*TRECHO DO DOCUMENTO*:
Missa de São Pedro e São Paulo. Palavra de Deus: Atos dos Apóstolos 12,1-11; 2Timóteo 4,6-7.17-18; Mateus 16,13-19.
“Tu és Pedro, e sobre esta pedra
construirei a minha Igreja” (Mt 16,18). Nos últimos quarenta anos, muitos católicos
se afastaram da nossa Igreja, de modo que se tornou muito comum a expressão “católico
não praticante”. Pesquisas recentes também detectaram que entre os evangélicos,
muitos se afastaram de suas igrejas, de modo que o número de “evangélicos não praticantes”
não para de crescer. Portanto, seja do lado católico, seja do lado evangélico,
a “religião” que mais cresce hoje no Brasil é a dos “sem igreja”, e o principal
motivo é o desencanto. Além da falta de coerência de muitos líderes religiosos –
não vivem aquilo que pregam –, muitos católicos sentem a Igreja distante de sua
vida concreta, enquanto que muitos evangélicos se escandalizam com a
manipulação do Evangelho em vista do enriquecimento pessoal dos seus líderes.
É verdade que o individualismo e o
relativismo atuais contribuem muito para a vivência de uma fé “self service” (sou
cristão “do meu jeito”). No entanto, é inegável que os pecados da instituição Igreja
tem uma séria parcela de responsabilidade no descrédito de muitas pessoas em
relação ao próprio Deus ou ao Evangelho de Jesus Cristo. Sobretudo no âmbito
católico, o outro lado da moeda dos “católicos não praticantes” é o fato de que
a ação pastoral da nossa Igreja ainda é de “manutenção” e não de atuação
missionária. Neste sentido, o Papa Francisco ainda é, infelizmente, uma voz solitária,
que clama por uma “Igreja em saída”, uma Igreja que se faça presente junto aos
dramas humanos das pessoas e das famílias. Por isso, a pergunta a ser feita não
é: “Por que muitas pessoas não vêm à Igreja?”, mas “Por que a Igreja, na sua
ação pastoral, insiste em se manter distante da vida concreta da maioria das
pessoas?”.
Seria muito cômodo para nós,
católicos, nos excluirmos da pergunta acima, direcionando-a apenas para a
instituição Igreja (seus líderes). No entanto, a Igreja que Jesus fundou sobre
Pedro e os demais apóstolos é um Corpo, e nós somos membros desse Corpo (cf.
1Cor 12). Da mesma forma como Jesus sempre foi um “homem em saída”, uma pessoa
que sempre tomou a iniciativa de se colocar junto dos outros, especialmente dos
que sofrem, todos nós, católicos, temos a responsabilidade de sermos a presença
viva de Jesus junto às pessoas do nosso tempo. A ausência da nossa Igreja junto
às pessoas é a nossa ausência enquanto católicos junto delas! Se falta à nossa
Igreja um rosto de Mãe junto a tantas pessoas, é também porque falta a nós uma
postura de irmãos dessas pessoas.

*MATERIAL A PROCESSAR*:
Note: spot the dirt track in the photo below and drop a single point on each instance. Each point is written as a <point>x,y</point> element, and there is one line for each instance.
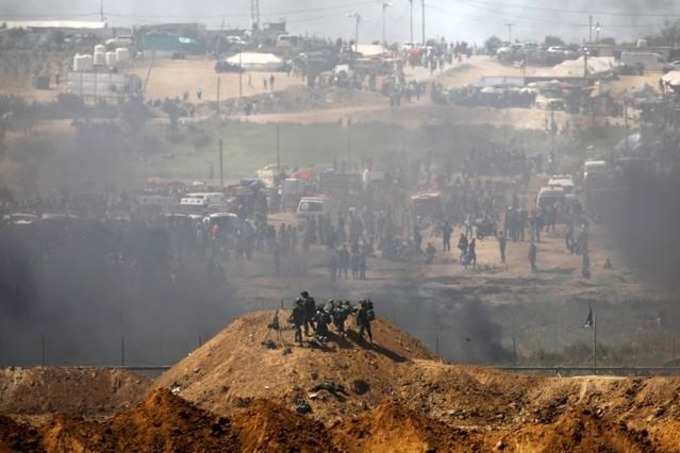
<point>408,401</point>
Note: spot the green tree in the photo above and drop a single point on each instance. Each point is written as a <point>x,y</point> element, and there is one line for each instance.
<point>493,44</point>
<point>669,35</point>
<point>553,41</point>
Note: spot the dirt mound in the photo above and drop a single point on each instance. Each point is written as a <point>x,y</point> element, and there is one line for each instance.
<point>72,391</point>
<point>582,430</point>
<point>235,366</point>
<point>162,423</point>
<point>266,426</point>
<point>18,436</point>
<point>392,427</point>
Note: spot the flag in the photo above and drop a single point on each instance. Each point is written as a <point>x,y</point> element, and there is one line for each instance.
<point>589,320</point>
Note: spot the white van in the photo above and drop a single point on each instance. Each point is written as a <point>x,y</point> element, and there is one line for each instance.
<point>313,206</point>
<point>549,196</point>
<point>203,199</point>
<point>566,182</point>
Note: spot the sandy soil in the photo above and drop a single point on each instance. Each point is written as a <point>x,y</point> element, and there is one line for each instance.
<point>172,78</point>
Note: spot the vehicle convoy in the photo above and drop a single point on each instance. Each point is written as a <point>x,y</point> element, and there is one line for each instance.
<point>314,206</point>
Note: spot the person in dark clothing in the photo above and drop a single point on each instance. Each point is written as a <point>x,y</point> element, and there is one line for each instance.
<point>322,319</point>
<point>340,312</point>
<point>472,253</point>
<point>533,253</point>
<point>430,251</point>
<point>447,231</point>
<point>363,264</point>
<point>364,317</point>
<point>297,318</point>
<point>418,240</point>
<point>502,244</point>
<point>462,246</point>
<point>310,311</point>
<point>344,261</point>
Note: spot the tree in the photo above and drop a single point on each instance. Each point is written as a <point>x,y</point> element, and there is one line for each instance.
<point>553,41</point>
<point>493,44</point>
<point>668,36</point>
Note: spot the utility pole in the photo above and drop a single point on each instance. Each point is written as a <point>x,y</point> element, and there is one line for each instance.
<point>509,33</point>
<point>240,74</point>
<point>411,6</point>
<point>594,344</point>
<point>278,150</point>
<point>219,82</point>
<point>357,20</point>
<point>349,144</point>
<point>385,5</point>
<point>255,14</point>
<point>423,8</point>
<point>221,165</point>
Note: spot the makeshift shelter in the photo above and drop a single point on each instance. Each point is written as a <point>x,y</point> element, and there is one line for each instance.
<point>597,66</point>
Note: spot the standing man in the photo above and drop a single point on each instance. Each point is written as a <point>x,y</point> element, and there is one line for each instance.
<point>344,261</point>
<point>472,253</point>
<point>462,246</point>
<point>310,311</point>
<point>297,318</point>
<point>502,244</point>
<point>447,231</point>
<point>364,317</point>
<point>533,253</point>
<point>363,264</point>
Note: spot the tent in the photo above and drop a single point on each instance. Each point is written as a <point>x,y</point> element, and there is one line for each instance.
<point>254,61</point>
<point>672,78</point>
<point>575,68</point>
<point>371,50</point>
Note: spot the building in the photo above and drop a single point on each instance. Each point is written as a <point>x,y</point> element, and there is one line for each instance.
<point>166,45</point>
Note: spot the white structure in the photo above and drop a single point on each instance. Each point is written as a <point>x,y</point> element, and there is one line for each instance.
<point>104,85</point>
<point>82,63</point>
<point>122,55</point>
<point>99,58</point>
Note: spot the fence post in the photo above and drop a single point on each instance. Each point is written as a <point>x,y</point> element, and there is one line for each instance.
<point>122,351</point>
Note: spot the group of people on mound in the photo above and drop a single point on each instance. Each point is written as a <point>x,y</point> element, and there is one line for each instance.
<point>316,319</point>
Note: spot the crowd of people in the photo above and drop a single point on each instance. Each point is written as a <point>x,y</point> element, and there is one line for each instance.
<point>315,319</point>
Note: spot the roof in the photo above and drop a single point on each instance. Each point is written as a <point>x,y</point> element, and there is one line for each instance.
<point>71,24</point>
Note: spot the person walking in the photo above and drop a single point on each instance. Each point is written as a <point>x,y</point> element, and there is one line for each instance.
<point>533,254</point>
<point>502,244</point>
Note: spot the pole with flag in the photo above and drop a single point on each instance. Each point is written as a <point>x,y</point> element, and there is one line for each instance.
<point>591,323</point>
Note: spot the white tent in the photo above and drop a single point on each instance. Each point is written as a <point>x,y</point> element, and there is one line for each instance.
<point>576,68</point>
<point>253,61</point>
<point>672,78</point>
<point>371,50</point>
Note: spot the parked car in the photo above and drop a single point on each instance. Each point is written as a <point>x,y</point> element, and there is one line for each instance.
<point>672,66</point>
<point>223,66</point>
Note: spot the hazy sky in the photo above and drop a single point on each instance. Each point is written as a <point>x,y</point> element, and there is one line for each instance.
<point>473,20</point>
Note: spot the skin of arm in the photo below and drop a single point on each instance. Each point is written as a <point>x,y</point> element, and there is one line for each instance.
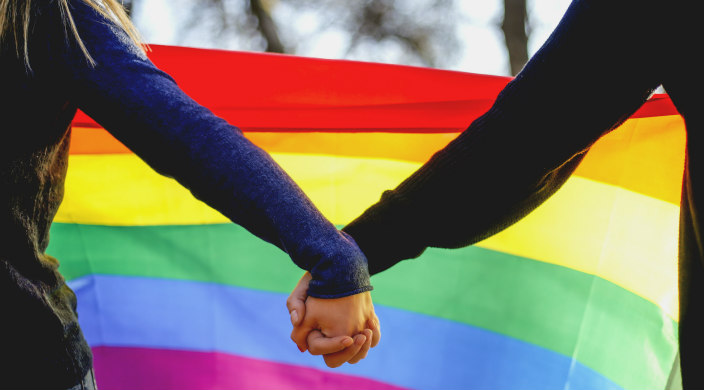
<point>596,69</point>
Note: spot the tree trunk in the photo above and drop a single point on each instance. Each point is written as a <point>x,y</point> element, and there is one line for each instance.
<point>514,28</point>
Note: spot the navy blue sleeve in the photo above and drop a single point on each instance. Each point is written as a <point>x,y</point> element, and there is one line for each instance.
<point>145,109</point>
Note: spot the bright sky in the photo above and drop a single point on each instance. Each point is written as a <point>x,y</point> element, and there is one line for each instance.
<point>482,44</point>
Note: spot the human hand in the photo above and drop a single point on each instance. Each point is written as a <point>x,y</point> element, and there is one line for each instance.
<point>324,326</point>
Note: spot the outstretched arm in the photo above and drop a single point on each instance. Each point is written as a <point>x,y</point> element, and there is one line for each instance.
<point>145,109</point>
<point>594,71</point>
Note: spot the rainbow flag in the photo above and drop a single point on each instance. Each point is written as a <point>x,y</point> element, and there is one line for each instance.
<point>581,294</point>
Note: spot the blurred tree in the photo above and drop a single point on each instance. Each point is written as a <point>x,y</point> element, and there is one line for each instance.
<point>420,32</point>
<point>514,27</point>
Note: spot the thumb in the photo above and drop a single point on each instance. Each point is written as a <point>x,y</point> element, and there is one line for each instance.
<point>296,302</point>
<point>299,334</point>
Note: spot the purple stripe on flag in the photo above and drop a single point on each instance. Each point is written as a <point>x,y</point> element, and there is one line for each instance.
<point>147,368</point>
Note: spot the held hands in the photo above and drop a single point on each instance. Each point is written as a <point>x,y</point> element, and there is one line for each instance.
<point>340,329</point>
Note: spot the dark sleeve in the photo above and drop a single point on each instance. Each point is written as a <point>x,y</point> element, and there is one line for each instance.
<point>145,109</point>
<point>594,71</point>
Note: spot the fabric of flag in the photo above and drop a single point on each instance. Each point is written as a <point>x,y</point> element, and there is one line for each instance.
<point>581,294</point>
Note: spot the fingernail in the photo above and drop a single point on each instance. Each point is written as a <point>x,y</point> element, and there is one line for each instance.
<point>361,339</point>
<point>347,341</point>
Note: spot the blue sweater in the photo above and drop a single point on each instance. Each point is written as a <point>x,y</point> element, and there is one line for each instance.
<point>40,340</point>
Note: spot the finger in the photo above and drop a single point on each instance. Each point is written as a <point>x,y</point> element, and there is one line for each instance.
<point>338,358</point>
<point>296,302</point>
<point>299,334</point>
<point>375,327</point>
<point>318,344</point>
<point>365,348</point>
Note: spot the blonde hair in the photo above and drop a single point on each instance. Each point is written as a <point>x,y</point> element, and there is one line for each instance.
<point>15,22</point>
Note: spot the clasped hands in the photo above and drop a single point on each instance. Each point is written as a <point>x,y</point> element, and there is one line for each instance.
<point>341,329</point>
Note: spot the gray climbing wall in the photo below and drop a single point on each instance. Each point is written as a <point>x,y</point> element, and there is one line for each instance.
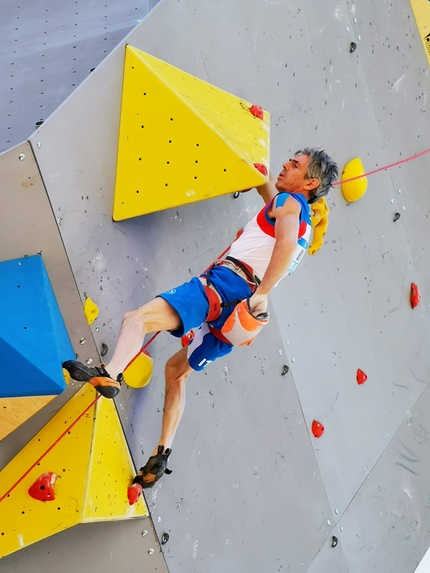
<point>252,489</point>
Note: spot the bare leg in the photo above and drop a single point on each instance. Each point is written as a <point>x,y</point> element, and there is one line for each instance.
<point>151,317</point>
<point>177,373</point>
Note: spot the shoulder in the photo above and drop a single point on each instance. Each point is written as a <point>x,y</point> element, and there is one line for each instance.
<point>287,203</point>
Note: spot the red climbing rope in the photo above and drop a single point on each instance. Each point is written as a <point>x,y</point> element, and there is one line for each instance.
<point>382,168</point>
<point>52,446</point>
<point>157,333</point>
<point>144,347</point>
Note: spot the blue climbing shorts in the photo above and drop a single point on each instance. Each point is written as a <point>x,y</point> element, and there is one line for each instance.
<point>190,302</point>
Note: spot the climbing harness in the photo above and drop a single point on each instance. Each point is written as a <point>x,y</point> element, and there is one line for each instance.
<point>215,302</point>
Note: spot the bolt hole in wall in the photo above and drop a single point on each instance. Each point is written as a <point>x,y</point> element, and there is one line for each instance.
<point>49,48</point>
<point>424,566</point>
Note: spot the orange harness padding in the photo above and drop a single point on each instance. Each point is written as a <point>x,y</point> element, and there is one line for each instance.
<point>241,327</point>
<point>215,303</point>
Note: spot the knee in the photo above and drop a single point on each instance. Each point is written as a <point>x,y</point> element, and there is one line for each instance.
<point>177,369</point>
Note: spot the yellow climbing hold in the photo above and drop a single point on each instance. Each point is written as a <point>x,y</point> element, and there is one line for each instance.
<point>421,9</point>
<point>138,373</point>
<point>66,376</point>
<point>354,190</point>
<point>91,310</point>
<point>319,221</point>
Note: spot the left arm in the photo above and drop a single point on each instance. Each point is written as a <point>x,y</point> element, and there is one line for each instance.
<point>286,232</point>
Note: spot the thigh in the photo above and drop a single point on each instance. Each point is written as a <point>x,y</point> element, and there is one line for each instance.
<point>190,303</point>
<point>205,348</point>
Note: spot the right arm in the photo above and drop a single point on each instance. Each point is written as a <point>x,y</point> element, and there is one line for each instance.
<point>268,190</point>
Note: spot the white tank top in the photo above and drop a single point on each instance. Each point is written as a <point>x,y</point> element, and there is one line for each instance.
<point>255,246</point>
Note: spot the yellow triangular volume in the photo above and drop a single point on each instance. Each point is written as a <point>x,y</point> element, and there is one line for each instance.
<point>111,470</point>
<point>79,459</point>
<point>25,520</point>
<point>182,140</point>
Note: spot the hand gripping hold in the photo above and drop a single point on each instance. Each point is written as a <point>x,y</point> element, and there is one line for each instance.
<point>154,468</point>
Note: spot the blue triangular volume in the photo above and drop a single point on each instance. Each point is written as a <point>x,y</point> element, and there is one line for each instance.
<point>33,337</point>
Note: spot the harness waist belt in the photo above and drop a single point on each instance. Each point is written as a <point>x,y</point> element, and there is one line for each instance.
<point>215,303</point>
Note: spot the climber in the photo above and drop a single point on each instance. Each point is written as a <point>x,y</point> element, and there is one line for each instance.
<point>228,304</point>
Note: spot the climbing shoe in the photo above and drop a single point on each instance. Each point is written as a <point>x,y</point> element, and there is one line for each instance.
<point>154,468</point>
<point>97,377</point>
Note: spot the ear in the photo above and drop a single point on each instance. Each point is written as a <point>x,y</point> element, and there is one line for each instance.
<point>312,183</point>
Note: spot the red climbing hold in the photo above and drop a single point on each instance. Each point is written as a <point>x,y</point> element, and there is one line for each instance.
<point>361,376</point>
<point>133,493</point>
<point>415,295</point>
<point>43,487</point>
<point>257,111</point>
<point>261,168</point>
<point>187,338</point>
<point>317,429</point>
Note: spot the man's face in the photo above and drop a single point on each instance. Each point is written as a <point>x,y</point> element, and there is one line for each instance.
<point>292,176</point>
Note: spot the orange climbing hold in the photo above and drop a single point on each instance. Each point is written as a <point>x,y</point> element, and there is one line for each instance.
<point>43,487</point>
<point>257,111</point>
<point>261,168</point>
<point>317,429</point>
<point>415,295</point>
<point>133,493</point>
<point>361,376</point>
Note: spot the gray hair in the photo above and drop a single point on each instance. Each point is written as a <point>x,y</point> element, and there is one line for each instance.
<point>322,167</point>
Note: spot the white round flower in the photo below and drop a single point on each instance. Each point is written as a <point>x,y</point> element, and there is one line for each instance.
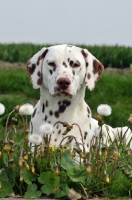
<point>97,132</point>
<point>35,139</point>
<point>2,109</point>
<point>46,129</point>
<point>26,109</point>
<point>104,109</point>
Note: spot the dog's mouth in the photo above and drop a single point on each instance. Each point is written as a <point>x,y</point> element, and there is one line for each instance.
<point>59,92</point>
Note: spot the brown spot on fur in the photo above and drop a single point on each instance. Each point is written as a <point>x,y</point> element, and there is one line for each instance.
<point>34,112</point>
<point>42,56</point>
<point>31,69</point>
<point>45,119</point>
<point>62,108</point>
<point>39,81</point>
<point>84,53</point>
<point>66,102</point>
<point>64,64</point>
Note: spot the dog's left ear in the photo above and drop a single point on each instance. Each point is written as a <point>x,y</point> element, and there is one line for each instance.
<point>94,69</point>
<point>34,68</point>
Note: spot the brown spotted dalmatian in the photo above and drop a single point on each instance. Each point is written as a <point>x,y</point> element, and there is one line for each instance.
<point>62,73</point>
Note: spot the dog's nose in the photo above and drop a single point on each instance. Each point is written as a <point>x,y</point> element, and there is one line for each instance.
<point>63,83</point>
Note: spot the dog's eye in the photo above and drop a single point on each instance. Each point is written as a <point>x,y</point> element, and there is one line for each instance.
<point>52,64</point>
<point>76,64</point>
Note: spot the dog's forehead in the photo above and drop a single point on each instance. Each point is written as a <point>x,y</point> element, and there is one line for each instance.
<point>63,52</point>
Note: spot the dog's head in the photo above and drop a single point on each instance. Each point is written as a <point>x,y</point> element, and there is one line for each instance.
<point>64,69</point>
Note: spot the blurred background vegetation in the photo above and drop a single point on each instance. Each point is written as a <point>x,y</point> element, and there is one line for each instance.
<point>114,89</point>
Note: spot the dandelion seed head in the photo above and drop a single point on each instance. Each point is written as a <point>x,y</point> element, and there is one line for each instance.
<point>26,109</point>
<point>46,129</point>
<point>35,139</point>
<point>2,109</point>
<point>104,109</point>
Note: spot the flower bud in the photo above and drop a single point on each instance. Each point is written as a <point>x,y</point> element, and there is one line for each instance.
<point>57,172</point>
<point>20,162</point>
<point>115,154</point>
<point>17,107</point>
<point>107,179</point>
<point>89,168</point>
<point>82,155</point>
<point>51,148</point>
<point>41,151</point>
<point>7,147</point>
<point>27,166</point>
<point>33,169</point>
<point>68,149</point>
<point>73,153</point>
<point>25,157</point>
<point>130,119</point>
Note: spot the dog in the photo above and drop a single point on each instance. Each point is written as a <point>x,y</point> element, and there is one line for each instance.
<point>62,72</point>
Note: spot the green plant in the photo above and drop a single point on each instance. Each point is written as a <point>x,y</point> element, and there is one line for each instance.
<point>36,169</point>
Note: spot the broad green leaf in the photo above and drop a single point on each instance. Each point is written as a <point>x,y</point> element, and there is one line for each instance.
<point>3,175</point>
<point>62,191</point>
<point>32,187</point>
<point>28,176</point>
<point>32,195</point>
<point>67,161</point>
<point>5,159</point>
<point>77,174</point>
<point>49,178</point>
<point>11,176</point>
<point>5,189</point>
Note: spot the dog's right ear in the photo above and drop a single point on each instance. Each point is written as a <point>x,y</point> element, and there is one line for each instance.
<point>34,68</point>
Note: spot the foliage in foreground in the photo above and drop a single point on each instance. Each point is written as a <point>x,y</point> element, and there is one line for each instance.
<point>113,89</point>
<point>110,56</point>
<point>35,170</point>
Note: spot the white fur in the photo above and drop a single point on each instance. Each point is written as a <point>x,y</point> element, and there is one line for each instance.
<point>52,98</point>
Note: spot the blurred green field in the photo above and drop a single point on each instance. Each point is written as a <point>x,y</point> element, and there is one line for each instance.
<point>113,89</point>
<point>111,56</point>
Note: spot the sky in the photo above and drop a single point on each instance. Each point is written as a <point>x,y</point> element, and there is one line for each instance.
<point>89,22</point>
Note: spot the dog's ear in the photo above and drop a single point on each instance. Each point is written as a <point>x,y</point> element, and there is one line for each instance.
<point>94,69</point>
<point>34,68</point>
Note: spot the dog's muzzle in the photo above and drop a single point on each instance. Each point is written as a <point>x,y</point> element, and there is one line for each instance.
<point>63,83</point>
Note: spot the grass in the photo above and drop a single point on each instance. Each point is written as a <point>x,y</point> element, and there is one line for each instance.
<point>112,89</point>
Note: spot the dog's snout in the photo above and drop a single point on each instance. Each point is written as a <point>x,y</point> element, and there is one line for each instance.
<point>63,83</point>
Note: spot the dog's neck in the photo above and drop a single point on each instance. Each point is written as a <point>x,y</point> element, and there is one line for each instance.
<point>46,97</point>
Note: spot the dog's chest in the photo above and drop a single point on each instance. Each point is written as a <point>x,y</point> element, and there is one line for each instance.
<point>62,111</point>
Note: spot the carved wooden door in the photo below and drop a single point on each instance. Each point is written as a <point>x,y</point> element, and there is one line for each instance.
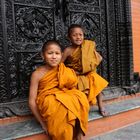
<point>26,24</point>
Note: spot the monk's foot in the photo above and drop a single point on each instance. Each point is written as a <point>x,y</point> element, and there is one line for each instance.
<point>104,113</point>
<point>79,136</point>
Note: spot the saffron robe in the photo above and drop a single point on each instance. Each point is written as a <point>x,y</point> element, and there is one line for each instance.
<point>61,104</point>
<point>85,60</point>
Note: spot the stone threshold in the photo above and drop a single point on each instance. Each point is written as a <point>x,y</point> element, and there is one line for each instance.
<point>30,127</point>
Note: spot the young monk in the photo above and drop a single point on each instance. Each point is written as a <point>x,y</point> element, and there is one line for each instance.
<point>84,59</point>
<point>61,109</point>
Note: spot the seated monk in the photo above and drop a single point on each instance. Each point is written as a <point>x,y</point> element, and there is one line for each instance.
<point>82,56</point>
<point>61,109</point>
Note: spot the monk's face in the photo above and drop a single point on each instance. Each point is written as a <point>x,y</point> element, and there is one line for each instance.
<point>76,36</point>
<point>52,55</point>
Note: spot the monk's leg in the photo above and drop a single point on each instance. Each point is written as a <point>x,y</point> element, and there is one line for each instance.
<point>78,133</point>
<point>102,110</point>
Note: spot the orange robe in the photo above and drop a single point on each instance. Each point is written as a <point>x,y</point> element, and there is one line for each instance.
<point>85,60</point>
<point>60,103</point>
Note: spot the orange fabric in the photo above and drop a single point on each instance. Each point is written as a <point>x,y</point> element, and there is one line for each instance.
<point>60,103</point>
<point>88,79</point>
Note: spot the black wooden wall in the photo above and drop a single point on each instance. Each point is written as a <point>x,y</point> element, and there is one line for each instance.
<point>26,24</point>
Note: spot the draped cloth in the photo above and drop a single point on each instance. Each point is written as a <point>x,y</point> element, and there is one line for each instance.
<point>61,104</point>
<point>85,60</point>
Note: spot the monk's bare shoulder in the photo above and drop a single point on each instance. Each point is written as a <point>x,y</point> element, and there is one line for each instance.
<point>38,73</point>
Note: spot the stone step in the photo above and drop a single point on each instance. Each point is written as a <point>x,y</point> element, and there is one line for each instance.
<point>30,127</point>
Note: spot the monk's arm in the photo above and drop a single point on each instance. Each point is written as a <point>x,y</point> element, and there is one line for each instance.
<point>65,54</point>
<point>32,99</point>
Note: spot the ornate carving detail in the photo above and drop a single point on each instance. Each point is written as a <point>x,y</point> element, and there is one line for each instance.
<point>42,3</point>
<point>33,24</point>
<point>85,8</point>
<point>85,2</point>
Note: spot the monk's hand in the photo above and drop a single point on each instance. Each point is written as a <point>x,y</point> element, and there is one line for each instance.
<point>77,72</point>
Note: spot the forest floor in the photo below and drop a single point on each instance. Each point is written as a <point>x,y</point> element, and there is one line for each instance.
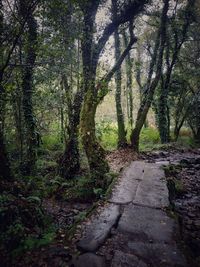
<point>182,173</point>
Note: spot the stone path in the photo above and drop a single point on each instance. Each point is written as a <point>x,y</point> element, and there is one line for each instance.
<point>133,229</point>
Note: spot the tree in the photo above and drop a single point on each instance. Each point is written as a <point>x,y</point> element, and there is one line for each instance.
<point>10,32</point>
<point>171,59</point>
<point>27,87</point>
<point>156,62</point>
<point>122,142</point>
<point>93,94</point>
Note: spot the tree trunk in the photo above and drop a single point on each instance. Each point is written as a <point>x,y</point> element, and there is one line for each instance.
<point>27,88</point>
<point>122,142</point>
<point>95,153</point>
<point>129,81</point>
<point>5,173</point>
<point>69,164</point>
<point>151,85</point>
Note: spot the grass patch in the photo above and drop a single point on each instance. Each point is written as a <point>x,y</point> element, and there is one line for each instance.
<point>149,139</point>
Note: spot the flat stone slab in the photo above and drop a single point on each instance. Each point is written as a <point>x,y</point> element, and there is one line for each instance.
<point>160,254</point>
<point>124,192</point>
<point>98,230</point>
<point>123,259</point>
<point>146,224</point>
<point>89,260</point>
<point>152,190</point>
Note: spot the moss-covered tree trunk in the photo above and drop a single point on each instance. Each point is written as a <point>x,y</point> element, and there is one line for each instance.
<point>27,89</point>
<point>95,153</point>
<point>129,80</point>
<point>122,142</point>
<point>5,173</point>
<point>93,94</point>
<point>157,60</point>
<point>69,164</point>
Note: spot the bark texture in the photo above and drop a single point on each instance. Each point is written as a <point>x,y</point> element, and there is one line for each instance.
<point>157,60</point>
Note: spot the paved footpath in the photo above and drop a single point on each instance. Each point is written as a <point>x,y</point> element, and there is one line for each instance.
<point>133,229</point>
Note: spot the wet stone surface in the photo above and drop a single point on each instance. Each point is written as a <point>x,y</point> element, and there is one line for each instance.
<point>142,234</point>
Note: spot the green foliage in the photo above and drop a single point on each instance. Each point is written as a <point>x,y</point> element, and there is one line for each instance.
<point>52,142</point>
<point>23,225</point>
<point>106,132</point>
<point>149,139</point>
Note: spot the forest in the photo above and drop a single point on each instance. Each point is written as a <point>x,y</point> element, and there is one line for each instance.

*INSTRUÇÃO DADA A*: No trecho da listagem que vai da linha que contém "Note: spot the moss-covered" até o fim da listagem, troque "drop a single point" por "place one marker" e reproduza essas linhas sem nenhuma outra alteração.
*INSTRUÇÃO DADA B*: Continue a reflexão sobre os católicos afastados da Igreja a partir da última frase apresentada.

*RESULTADO FINAL A*:
Note: spot the moss-covered tree trunk in the photo above and place one marker on each instance. Each point is written as a <point>x,y</point> element, and there is one line for each instance.
<point>27,89</point>
<point>95,153</point>
<point>129,80</point>
<point>122,142</point>
<point>5,173</point>
<point>93,94</point>
<point>157,60</point>
<point>69,164</point>
Note: spot the bark texture in the photo above and place one marker on each instance. Each point is written as a <point>x,y</point> element, and there is one line for each instance.
<point>157,60</point>
Note: spot the paved footpath in the photo above and place one marker on each instance. Each point is written as a <point>x,y</point> element, and there is one line for each instance.
<point>133,229</point>
Note: spot the wet stone surface in the photo above and place one marker on each instance. Each point is written as a <point>x,y</point> element, and there is one line for each instance.
<point>142,234</point>
Note: spot the green foliage in the photo above and place one marker on each instance. Each point is written as a <point>x,y</point> element, and there is one line for each instance.
<point>52,142</point>
<point>23,225</point>
<point>106,132</point>
<point>149,139</point>
Note: spot the forest in the photo above and place one marker on each instance. Each point is written as a <point>x,y</point> element, and there is one line for each instance.

*RESULTADO FINAL B*:
Jesus
quis a Igreja como uma casa onde todos se sintam em casa, um espaço onde os
filhos de Deus dispersos podem se reunir e terem suas feridas curadas, suas
forças restauradas, seus pecados perdoados e suas vidas fortalecidas. Da mesma
forma como Jesus veio para salvar e não para condenar (cf. Jo 3,17), assim Ele
quer sua Igreja. Da mesma forma como Ele veio procurar e salvar o que estava
perdido (cf. Lc 19,10), assim Ele quer sua Igreja. Da mesma forma como Jesus
viveu na comunhão com o amor do Pai, assim Ele quer que sua Igreja ajude cada
pessoa a se sentir amada e cuidada pelo Pai. Da mesma forma como Jesus nunca se
sentiu só (cf. Jo 16,30), Ele quer sua Igreja como uma família, no seio da qual
ninguém se sinta só.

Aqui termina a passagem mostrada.